[Region labeling data]

• • • •

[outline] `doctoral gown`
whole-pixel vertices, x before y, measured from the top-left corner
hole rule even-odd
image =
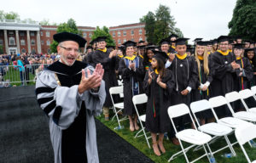
[[[86,66],[80,61],[72,66],[57,61],[37,79],[36,95],[49,117],[55,163],[99,162],[94,115],[101,113],[106,94],[103,81],[98,93],[79,93],[81,70]],[[93,71],[91,66],[86,69]]]

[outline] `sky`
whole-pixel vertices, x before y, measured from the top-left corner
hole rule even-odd
[[[108,27],[138,23],[160,4],[171,9],[171,15],[189,42],[229,33],[236,0],[2,0],[0,10],[15,12],[20,20],[63,23],[73,18],[78,26]]]

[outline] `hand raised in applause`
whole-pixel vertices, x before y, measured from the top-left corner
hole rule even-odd
[[[97,64],[93,73],[90,74],[90,70],[87,69],[87,76],[85,70],[82,70],[82,78],[79,85],[79,93],[83,93],[84,91],[97,88],[101,83],[104,75],[104,69],[101,64]]]

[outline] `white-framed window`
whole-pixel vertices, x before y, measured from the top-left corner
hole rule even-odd
[[[21,39],[21,40],[20,40],[20,45],[26,45],[26,42],[25,42],[25,40],[24,40],[24,39]]]
[[[31,45],[35,45],[35,44],[36,44],[35,39],[31,39]]]
[[[11,37],[9,38],[9,45],[15,45],[15,37]]]
[[[34,31],[30,31],[30,36],[31,37],[34,37],[35,36],[35,32]]]
[[[49,31],[46,31],[46,32],[45,32],[45,36],[46,36],[47,37],[49,37]]]
[[[143,34],[143,30],[140,29],[140,30],[139,30],[139,35],[142,35],[142,34]]]
[[[47,45],[47,46],[49,46],[49,45],[50,45],[50,41],[49,41],[49,40],[47,40],[46,45]]]
[[[20,31],[20,37],[24,37],[25,36],[25,32],[24,31]]]

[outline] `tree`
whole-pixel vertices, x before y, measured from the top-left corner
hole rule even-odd
[[[170,8],[160,5],[155,14],[149,11],[147,15],[140,19],[140,22],[145,23],[147,41],[157,44],[163,38],[166,38],[171,34],[177,34],[183,37],[180,29],[175,26],[176,22],[171,15]]]
[[[93,31],[93,35],[91,39],[94,40],[98,37],[107,37],[106,42],[108,46],[115,46],[115,42],[109,33],[109,30],[108,27],[103,26],[102,29],[97,26],[96,31]]]
[[[229,23],[230,36],[256,41],[256,1],[237,0]]]
[[[155,18],[154,14],[149,11],[147,15],[140,19],[141,23],[145,23],[145,35],[147,37],[147,41],[150,43],[156,42],[156,37],[154,35]]]
[[[76,22],[73,19],[69,19],[67,23],[60,24],[56,31],[57,33],[67,31],[82,36],[82,31],[79,31]],[[50,51],[52,53],[56,53],[57,46],[58,42],[54,40],[50,44]]]
[[[20,15],[15,12],[5,13],[4,14],[5,20],[20,20]]]

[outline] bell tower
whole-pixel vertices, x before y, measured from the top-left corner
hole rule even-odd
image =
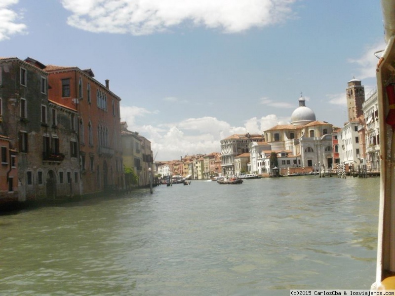
[[[363,114],[362,104],[365,102],[365,88],[361,80],[353,77],[347,83],[346,89],[349,121],[355,120]]]

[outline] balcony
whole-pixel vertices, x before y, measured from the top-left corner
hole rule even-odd
[[[52,162],[62,162],[65,159],[65,154],[61,153],[52,152],[43,152],[43,161],[51,161]]]
[[[99,155],[111,157],[114,155],[114,149],[108,147],[99,146],[97,148],[97,152]]]

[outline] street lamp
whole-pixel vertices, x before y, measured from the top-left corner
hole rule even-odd
[[[150,178],[150,192],[152,194],[152,177],[151,176],[151,168],[148,168],[149,177]]]

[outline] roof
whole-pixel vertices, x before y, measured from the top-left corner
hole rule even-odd
[[[241,154],[238,155],[237,156],[235,157],[235,158],[241,158],[242,157],[250,157],[250,153],[243,153]]]
[[[276,126],[266,130],[265,131],[278,131],[284,129],[296,129],[297,128],[292,124],[278,124]]]
[[[314,125],[332,125],[330,123],[328,123],[328,122],[320,121],[319,120],[316,120],[315,121],[309,122],[309,123],[305,125],[305,126],[313,126]]]

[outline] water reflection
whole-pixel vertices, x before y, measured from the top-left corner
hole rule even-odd
[[[194,182],[0,217],[0,294],[368,289],[378,185],[312,176]]]

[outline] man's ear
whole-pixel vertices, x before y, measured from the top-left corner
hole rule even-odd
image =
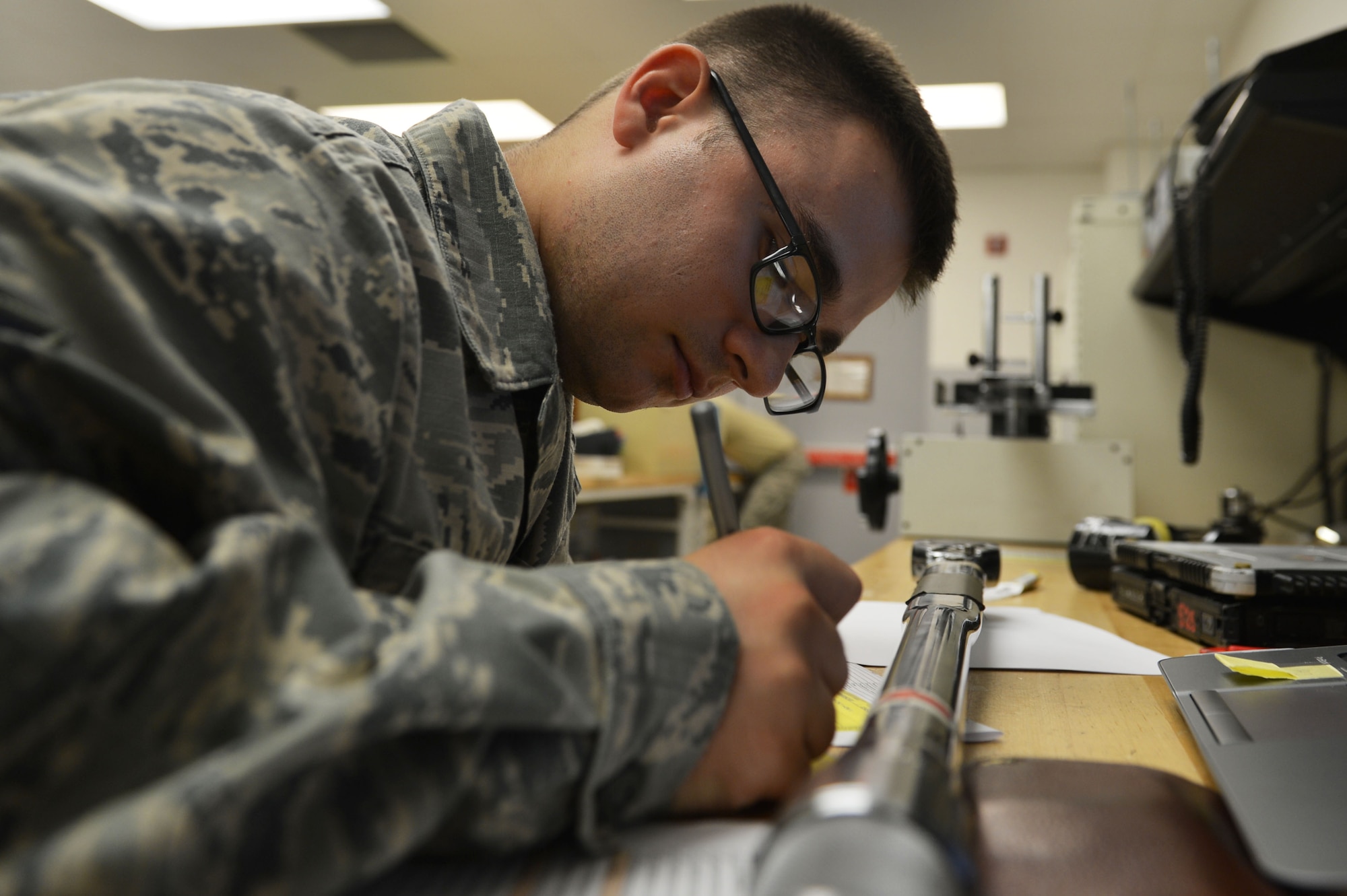
[[[618,87],[613,139],[634,149],[661,130],[704,116],[714,102],[706,54],[671,43],[641,59]]]

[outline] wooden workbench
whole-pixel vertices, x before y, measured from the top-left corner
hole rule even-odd
[[[1169,657],[1200,644],[1123,612],[1103,592],[1076,585],[1065,550],[1002,546],[1002,578],[1039,573],[1039,585],[994,605],[1039,607],[1079,619]],[[855,564],[862,600],[907,600],[912,595],[912,542],[900,539]],[[1160,675],[1018,671],[968,673],[968,718],[1005,732],[990,744],[966,744],[964,759],[1010,756],[1133,763],[1215,787]]]

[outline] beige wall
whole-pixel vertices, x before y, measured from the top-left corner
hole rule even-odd
[[[929,299],[933,370],[964,369],[968,352],[982,351],[982,277],[987,273],[1001,274],[1002,313],[1022,313],[1030,308],[1033,274],[1047,270],[1055,287],[1053,307],[1065,308],[1070,320],[1065,281],[1071,203],[1102,187],[1096,171],[973,172],[959,175],[958,183],[958,242]],[[1009,252],[1002,257],[989,257],[983,250],[986,235],[993,233],[1009,237]],[[1070,326],[1053,328],[1055,381],[1074,373],[1071,334]],[[1029,326],[1004,324],[1001,346],[1004,358],[1029,362],[1033,346]]]
[[[1206,523],[1227,486],[1272,500],[1315,459],[1317,366],[1305,343],[1211,322],[1202,457],[1184,465],[1184,365],[1175,315],[1130,292],[1142,265],[1140,219],[1140,203],[1119,196],[1082,199],[1074,217],[1080,373],[1095,385],[1098,401],[1098,414],[1082,421],[1080,436],[1133,443],[1138,514]],[[1347,435],[1347,379],[1340,370],[1334,393],[1336,440]],[[1293,515],[1319,522],[1316,513]]]
[[[1258,0],[1250,7],[1220,67],[1231,75],[1273,50],[1340,28],[1347,28],[1344,0]]]

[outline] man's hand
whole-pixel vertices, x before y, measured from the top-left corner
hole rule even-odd
[[[722,538],[687,560],[725,596],[740,662],[721,726],[674,810],[784,796],[832,743],[832,696],[846,683],[836,623],[861,596],[861,580],[826,548],[776,529]]]

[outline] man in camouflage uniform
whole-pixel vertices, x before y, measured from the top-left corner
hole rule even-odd
[[[756,233],[690,281],[660,226],[695,209],[581,183],[714,178],[698,195],[740,204],[702,223],[746,227],[761,186],[715,137],[702,38],[509,165],[470,104],[393,136],[199,83],[0,98],[0,893],[335,892],[418,845],[601,848],[800,779],[845,678],[841,561],[760,530],[560,562],[571,394],[761,396],[795,344],[740,326]],[[854,114],[807,149],[764,141],[835,241],[820,342],[948,252],[948,163],[915,108],[927,156]],[[905,167],[944,184],[933,248]],[[632,211],[649,233],[606,229]],[[714,370],[649,354],[668,334],[602,253],[633,296],[700,303],[680,327],[737,320],[698,355]]]

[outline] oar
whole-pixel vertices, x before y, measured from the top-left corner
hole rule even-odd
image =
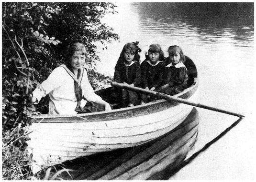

• • • •

● AIM OF THE TASK
Arrange every line of the region labeling data above as a numbered list, skipping blank lines. Leave the pictures out of the answer.

● TASK SOLUTION
1. [outline] `doctoral gown`
2. whole-pixel vertices, x before y, measured from the top-left corner
3. hole rule even-odd
4. image =
5. [[[86,66],[80,61],[72,66],[57,61],[37,79],[36,95],[49,117],[55,163],[99,162],[94,115],[101,113],[106,94],[103,81],[98,93],[79,93],[81,70]],[[93,71],[91,66],[86,69]]]
6. [outline] `sky`
7. whole-pixel vertices, x before y, measured from the top-left corner
8. hole rule even-odd
9. [[[108,27],[138,23],[160,4],[171,9],[171,15],[189,42],[229,33],[236,0],[2,0],[0,10],[15,12],[20,20],[63,23],[73,18],[78,26]]]
10. [outline] `hand raised in applause`
11. whole-pixel vertices, x before y, measured from the top-left corner
12. hole rule even-odd
13. [[[97,64],[93,73],[90,74],[90,70],[87,69],[87,76],[85,70],[82,70],[82,78],[79,85],[79,93],[83,93],[84,91],[97,88],[101,83],[104,75],[104,69],[101,64]]]
14. [outline] `white-framed window`
15. whole-pixel vertices, x before y, measured from the top-left corner
16. hole rule even-odd
17. [[[21,39],[21,40],[20,40],[20,45],[26,45],[26,42],[25,42],[25,40],[24,40],[24,39]]]
18. [[[31,45],[35,45],[35,44],[36,44],[35,39],[31,39]]]
19. [[[11,37],[9,38],[9,45],[15,45],[15,37]]]
20. [[[34,31],[30,31],[30,36],[31,37],[34,37],[35,36],[35,32]]]
21. [[[49,31],[46,31],[46,32],[45,32],[45,36],[46,36],[47,37],[49,37]]]
22. [[[143,34],[143,30],[140,29],[140,30],[139,30],[139,35],[142,35],[142,34]]]
23. [[[47,45],[47,46],[49,46],[49,45],[50,45],[50,41],[49,41],[49,40],[47,40],[46,45]]]
24. [[[20,31],[20,37],[24,37],[25,36],[25,32],[24,31]]]
25. [outline] `tree`
26. whole-pixel vertices, x before y, measured from the top-left corner
27. hole rule even-odd
28. [[[170,8],[160,5],[155,14],[149,11],[147,15],[140,19],[140,22],[145,23],[147,41],[157,44],[163,38],[166,38],[171,34],[177,34],[183,37],[180,29],[175,26],[176,22],[171,15]]]
29. [[[93,31],[93,35],[91,39],[94,40],[98,37],[107,37],[106,42],[108,46],[115,46],[115,42],[109,33],[109,30],[108,27],[103,26],[102,29],[97,26],[96,31]]]
30. [[[229,23],[230,36],[256,41],[256,1],[237,0]]]
31. [[[155,18],[154,14],[149,11],[147,15],[140,19],[141,23],[145,23],[145,35],[147,37],[147,41],[150,43],[156,42],[156,37],[154,35]]]
32. [[[76,22],[73,19],[69,19],[67,23],[60,24],[56,31],[57,33],[67,31],[82,36],[82,31],[79,31]],[[50,51],[52,53],[56,53],[57,46],[58,42],[54,40],[50,44]]]
33. [[[20,15],[15,12],[5,13],[4,14],[5,20],[20,20]]]
34. [outline] bell tower
35. whole-pixel vertices, x before y, measured from the top-left corner
36. hole rule even-odd
37. image =
38. [[[363,114],[362,104],[365,102],[365,88],[361,80],[353,77],[347,83],[346,89],[349,121],[355,120]]]
39. [outline] balcony
40. whole-pixel vertices, x before y, measured from the top-left corner
41. hole rule even-odd
42. [[[52,162],[62,162],[65,159],[65,154],[61,153],[52,152],[43,152],[43,161],[51,161]]]
43. [[[99,155],[111,157],[114,155],[114,149],[108,147],[99,146],[97,148],[97,152]]]
44. [outline] street lamp
45. whole-pixel vertices, x before y, measured from the top-left corner
46. hole rule even-odd
47. [[[150,178],[150,192],[152,194],[152,177],[151,176],[151,168],[148,168],[149,177]]]
48. [outline] roof
49. whole-pixel vertices, x before y, measured from the top-left corner
50. hole rule even-odd
51. [[[241,154],[238,155],[237,156],[235,157],[235,158],[241,158],[242,157],[250,157],[250,153],[243,153]]]
52. [[[276,126],[266,130],[265,131],[278,131],[284,129],[296,129],[297,128],[292,124],[278,124]]]
53. [[[314,125],[332,125],[330,123],[328,123],[328,122],[320,121],[319,120],[316,120],[315,121],[309,122],[309,123],[305,125],[305,126],[313,126]]]
54. [outline] water reflection
55. whole-pixel vertices, x before y, measured from the top-left corner
56. hole rule even-odd
57. [[[194,182],[0,217],[0,294],[368,289],[378,185],[312,176]]]
58. [outline] man's ear
59. whole-pixel vertices, x before y, measured from the top-left corner
60. hole rule even-odd
61. image =
62. [[[618,87],[613,139],[634,149],[661,130],[704,116],[714,102],[706,54],[671,43],[641,59]]]
63. [outline] wooden workbench
64. whole-pixel vertices, x before y, measured from the top-left corner
65. hole rule even-odd
66. [[[1169,657],[1200,644],[1123,612],[1103,592],[1076,585],[1065,550],[1002,546],[1002,578],[1039,573],[1039,585],[994,605],[1039,607],[1079,619]],[[855,564],[862,600],[907,600],[912,595],[912,542],[900,539]],[[1160,675],[1018,671],[968,673],[968,718],[1005,732],[990,744],[966,744],[964,759],[1010,756],[1133,763],[1215,787]]]
67. [outline] beige wall
68. whole-pixel vertices, x before y, measured from the top-left corner
69. hole rule even-odd
70. [[[929,299],[933,370],[964,369],[968,352],[982,351],[982,277],[987,273],[1001,274],[1002,313],[1022,313],[1030,308],[1033,274],[1047,270],[1055,287],[1053,307],[1065,308],[1070,320],[1065,281],[1071,203],[1102,187],[1096,171],[973,172],[959,175],[958,183],[958,242]],[[1009,252],[1002,257],[989,257],[983,250],[986,235],[993,233],[1009,237]],[[1070,326],[1053,328],[1055,381],[1074,373],[1071,334]],[[1029,326],[1004,324],[1001,346],[1004,358],[1029,362],[1033,346]]]
71. [[[1206,523],[1227,486],[1272,500],[1315,459],[1317,366],[1305,343],[1211,322],[1202,457],[1184,465],[1184,365],[1175,315],[1130,292],[1142,265],[1140,219],[1140,203],[1119,196],[1082,199],[1074,217],[1080,373],[1095,385],[1098,401],[1098,414],[1082,421],[1080,436],[1133,443],[1138,514]],[[1347,435],[1347,379],[1340,370],[1334,393],[1336,440]],[[1293,515],[1319,522],[1316,513]]]
72. [[[1258,0],[1250,7],[1220,67],[1231,75],[1273,50],[1340,28],[1347,28],[1344,0]]]
73. [outline] man's hand
74. whole-pixel vertices, x before y, measured from the top-left corner
75. hole rule even-odd
76. [[[722,538],[687,560],[725,596],[740,662],[721,726],[674,810],[784,796],[832,743],[832,696],[846,683],[836,623],[861,596],[861,580],[826,548],[776,529]]]
77. [outline] man in camouflage uniform
78. whole-pixel vertices, x before y, measured from the top-left corner
79. hole rule even-odd
80. [[[756,233],[690,281],[660,226],[695,209],[581,183],[714,178],[698,195],[740,204],[702,223],[746,227],[761,186],[715,137],[702,38],[509,165],[470,104],[393,136],[199,83],[0,98],[0,893],[335,892],[418,845],[601,848],[800,779],[845,678],[841,561],[760,530],[560,562],[571,394],[761,396],[795,344],[740,326]],[[854,114],[807,149],[764,141],[835,241],[820,342],[948,252],[948,163],[915,108],[927,156]],[[905,167],[944,184],[933,248]],[[632,211],[649,233],[606,229]],[[714,370],[649,354],[668,334],[602,253],[633,296],[700,303],[680,327],[737,320],[698,355]]]
81. [outline] oar
82. whole-pixel vertices, x before y, measured from the top-left corner
83. hole rule even-odd
84. image =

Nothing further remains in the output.